• EXCERPT PROVIDED:
++++++++++

My Lords, we on these Benches warmly welcome these regulations. We entirely support the Government’s position. We very much hope that if this Prayer against the regulations is moved to a vote, it will be roundly defeated. I shall try briefly not to repeat what others have said, but to add new points.
I found the speech of the noble Lord, Lord Smith of Finsbury, deeply impressive. He has made it unnecessary for me to say much of what I would otherwise have said. I am a former special adviser to the Standing Advisory Commission on Human Rights in Northern Ireland, and I have great affection for its people—even though, particularly when talking about matters of sex, some of them sometimes nearly drive me demented. That is almost as bad as talking about religion.
It has not been said tonight that Northern Ireland has been a pacesetter for anti-discrimination legislation, often leading the way with the rest of the United Kingdom following. I am old enough to remember the Van Straubenzee report, which led to the fair employment legislation that was much stronger than what I was able to accomplish at the Home Office in the mid-1970s. Under the noble Baroness, Lady Thatcher, that was strengthened greatly in 1989; we had nothing comparable to it. Remarkably, in Section 75 of the Northern Ireland Act 1998, there is a provision compelling the promotion of equality of opportunity between people of different sexual orientation, among other things. We do not have that, of course. There is already a human rights commission in Northern Ireland, anda single equality commission. Work has progressedon a single equality Bill from a fairly early stage. It is not at all unusual for Northern Ireland to be first with excellent civil rights legislation on discrimination.

++++++++++

• STATED PROBLEM 1: Reproduce the part of the Lords speech on the Northern Ireland regulations that begins at the words "My Lords, we" and stops after "add new points.".
• STATED PROBLEM 2: Carry on the Lords speech on the Northern Ireland regulations from its last sentence.
The data that comes next is from another source.

++++++++++

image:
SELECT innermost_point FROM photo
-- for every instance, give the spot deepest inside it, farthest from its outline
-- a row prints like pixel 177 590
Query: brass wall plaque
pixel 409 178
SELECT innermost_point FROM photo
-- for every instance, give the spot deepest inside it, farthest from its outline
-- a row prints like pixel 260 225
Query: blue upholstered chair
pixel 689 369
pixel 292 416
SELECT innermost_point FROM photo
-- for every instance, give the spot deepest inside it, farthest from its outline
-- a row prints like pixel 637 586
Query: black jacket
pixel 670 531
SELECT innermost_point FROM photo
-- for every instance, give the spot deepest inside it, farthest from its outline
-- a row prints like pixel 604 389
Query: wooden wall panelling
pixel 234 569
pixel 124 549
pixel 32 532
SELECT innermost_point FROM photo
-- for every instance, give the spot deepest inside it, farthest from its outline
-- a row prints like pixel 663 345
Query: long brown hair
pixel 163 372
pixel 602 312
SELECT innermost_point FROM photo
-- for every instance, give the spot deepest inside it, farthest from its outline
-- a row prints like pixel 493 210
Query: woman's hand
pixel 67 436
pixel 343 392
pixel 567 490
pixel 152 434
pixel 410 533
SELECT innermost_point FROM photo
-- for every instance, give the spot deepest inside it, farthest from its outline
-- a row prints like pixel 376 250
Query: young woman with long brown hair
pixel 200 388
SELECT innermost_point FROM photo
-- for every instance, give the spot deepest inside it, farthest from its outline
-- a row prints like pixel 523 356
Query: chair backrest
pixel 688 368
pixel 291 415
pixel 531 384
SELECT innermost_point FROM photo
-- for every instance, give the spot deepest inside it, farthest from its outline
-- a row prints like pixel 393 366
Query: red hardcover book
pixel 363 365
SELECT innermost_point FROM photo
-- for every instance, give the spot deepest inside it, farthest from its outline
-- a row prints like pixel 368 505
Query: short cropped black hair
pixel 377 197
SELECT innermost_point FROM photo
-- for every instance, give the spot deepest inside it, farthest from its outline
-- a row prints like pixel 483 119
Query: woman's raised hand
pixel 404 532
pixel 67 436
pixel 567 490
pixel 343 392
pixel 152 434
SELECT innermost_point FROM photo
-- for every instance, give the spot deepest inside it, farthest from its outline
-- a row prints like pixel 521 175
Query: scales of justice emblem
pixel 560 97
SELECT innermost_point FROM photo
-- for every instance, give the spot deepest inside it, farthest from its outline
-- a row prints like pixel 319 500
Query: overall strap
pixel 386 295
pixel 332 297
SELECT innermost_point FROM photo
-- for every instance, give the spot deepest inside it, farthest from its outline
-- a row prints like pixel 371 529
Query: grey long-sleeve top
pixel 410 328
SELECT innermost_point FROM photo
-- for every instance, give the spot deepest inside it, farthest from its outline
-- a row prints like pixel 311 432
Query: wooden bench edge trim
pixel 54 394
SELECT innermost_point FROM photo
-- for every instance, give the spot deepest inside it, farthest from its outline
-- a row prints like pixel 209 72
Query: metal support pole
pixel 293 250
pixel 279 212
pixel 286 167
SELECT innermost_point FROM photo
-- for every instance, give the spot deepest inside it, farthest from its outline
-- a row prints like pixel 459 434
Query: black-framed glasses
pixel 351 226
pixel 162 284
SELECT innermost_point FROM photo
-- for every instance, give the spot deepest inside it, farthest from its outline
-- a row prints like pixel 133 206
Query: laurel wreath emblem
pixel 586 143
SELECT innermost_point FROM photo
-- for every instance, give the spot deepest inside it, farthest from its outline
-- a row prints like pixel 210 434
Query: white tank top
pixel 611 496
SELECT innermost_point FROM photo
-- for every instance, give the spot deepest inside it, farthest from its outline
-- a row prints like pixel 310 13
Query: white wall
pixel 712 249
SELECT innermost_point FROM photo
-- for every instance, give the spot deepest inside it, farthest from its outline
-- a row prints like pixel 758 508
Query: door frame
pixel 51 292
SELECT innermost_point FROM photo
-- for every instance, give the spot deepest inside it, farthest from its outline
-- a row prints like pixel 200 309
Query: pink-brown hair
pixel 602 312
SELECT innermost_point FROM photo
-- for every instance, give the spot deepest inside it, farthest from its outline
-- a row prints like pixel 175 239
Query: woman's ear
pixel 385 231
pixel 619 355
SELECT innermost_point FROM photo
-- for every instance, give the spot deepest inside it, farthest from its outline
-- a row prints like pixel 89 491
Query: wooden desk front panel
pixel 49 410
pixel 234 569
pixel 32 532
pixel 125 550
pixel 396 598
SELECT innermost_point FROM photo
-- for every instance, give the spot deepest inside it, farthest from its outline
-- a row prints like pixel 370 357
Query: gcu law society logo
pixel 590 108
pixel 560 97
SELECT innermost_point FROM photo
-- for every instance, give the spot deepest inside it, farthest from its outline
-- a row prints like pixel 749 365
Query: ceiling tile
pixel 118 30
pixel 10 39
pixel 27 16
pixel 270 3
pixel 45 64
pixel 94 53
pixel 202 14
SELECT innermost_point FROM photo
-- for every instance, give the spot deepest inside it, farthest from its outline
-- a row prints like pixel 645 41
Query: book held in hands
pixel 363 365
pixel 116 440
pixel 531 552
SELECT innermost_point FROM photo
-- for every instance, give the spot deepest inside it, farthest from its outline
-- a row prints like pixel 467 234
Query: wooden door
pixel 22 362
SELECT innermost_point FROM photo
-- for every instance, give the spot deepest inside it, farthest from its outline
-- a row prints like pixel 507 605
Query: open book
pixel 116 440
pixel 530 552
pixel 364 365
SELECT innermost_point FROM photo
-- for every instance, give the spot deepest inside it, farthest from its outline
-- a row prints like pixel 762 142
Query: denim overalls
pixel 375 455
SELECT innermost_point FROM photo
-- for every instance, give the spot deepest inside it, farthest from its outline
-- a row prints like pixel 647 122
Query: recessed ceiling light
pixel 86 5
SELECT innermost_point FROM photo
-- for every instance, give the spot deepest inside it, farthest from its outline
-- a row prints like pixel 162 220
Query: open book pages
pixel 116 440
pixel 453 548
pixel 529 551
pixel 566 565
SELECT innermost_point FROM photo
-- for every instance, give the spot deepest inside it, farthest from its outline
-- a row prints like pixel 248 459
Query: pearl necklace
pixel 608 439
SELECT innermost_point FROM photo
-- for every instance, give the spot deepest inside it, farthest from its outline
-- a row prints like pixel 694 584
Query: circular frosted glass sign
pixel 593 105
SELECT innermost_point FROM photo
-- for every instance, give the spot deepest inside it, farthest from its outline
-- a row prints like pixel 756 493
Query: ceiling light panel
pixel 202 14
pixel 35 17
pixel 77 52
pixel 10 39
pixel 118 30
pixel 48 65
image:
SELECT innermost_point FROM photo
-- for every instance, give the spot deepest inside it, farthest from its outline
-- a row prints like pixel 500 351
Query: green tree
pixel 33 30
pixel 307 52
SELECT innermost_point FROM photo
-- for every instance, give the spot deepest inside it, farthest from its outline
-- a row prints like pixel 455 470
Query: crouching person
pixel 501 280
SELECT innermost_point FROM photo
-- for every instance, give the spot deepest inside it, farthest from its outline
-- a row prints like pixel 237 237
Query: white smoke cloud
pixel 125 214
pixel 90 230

++++++++++

• RIGHT ANSWER 1:
My Lords, we on these Benches warmly welcome these regulations. We entirely support the Government’s position. We very much hope that if this Prayer against the regulations is moved to a vote, it will be roundly defeated. I shall try briefly not to repeat what others have said, but to add new points.

• RIGHT ANSWER 2:
These regulations must be read in context. No noble Lord has yet done so. First, there is the international context, now part of our system through the Human Rights Act 1998. These regulations, as the Human Rights Act commands, must be read and given effect, if possible, in a way compatible with fundamental human rights and freedoms. Those fundamental rights include freedom of religion, conscience, speech, association and non-discrimination. Therefore, when courts have to interpret and apply regulations, they must make quite sure that they do not disproportionately or excessively encroach upon those fundamental freedoms. Some points made by noble Lords on free speech or freedom of religion are simply points about the importance of those rights, against which these regulations, like all regulations, must, if possible, be read.
Although freedom of religion is a vital freedom, as are freedom of conscience and freedom of speech, so is equal treatment without discrimination. The European Convention on Human Rights provides that everyone is entitled to the enjoyment of the rights in that convention without discrimination, covering, for example, sexual orientation. It applies, for example, to education. There must be no discrimination based on sexual orientation in education, otherwise Article 2 of the first protocol of the convention, read with Article 14, would be breached.
That is relevant because if the Government did not introduce these regulations in Northern Ireland and comparable regulations in the rest of the United Kingdom and there were then a victim of, say, sexual orientation discrimination in access to education, the UK would be in breach of the European convention. In particular, it would be in breach of Article 13, which says that there must be an effective national remedy. I hope the Minister will confirm that the United Kingdom, in introducing these regulations, is among other things giving effect to our international obligations. The same will apply when other regulations—not a primary Bill—are later introduced in the rest of the United Kingdom.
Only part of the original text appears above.